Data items
··········

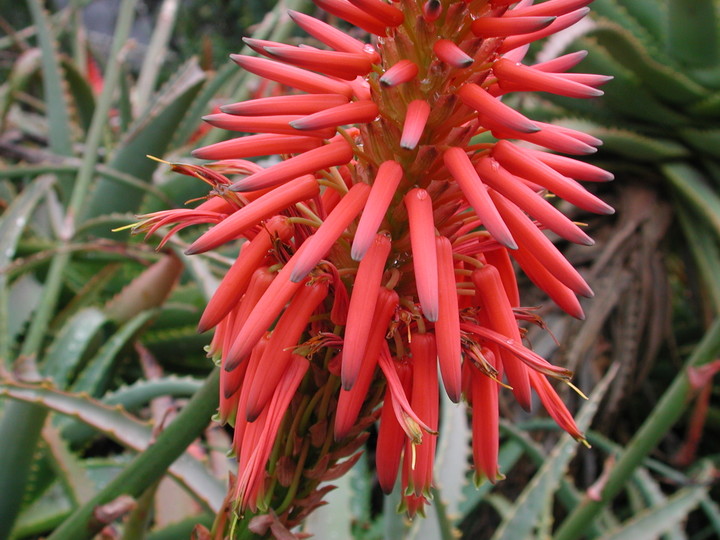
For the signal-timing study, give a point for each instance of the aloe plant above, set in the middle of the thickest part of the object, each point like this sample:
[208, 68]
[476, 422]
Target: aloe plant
[659, 119]
[75, 297]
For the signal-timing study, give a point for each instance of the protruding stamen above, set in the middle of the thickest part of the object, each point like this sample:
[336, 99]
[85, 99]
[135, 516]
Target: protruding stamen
[269, 204]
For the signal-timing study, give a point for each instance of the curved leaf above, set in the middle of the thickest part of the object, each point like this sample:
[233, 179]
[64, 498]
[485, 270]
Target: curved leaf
[660, 78]
[121, 427]
[693, 32]
[151, 134]
[661, 517]
[71, 344]
[531, 503]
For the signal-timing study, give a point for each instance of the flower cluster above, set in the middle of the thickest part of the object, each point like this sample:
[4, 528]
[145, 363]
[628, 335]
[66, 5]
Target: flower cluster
[378, 251]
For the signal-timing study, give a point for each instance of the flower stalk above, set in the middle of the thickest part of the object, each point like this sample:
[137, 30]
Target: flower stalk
[385, 235]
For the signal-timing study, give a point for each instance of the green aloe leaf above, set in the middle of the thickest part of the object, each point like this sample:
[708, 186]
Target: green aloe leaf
[709, 107]
[628, 143]
[44, 513]
[650, 15]
[95, 377]
[693, 32]
[149, 135]
[58, 111]
[669, 83]
[150, 289]
[26, 65]
[81, 93]
[73, 476]
[530, 505]
[639, 21]
[625, 94]
[121, 427]
[72, 344]
[141, 392]
[703, 140]
[693, 187]
[14, 220]
[654, 498]
[133, 397]
[663, 517]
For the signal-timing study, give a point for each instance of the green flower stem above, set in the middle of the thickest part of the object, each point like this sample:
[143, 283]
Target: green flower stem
[664, 415]
[149, 466]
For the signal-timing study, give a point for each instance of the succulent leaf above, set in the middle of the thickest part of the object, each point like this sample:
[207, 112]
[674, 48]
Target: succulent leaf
[693, 36]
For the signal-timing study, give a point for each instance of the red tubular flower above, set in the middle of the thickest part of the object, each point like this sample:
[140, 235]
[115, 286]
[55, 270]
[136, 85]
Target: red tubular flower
[391, 436]
[362, 305]
[491, 296]
[425, 404]
[422, 239]
[447, 326]
[384, 237]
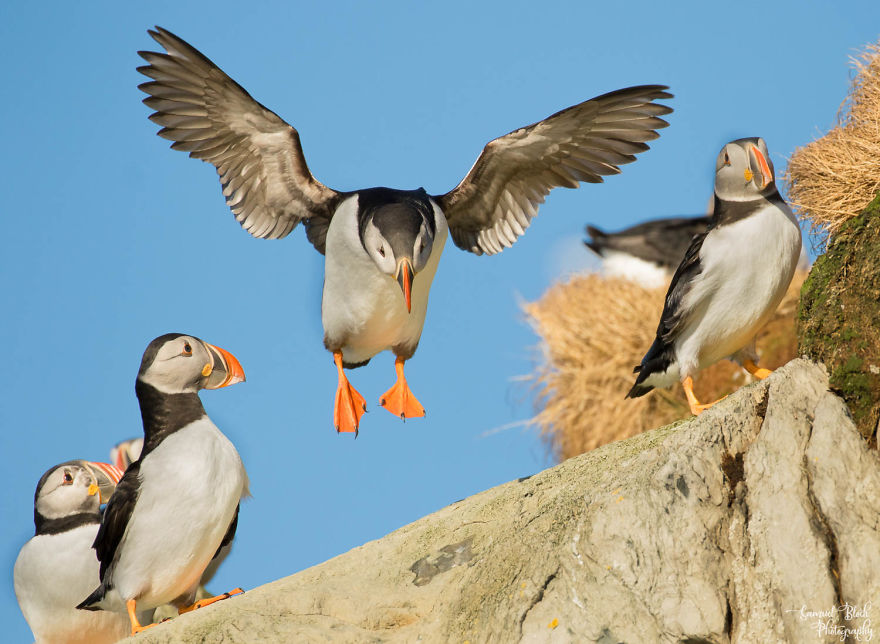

··········

■ SHORT PROBLEM: Collect every line of the records that contains the word "tubular".

■ ANSWER TO THE EXERCISE:
For the signal-timing study, give a point for each instance of the red tubular flower above, set in the middle of the thickest part of the object, each point like this sample:
Target: red tubular flower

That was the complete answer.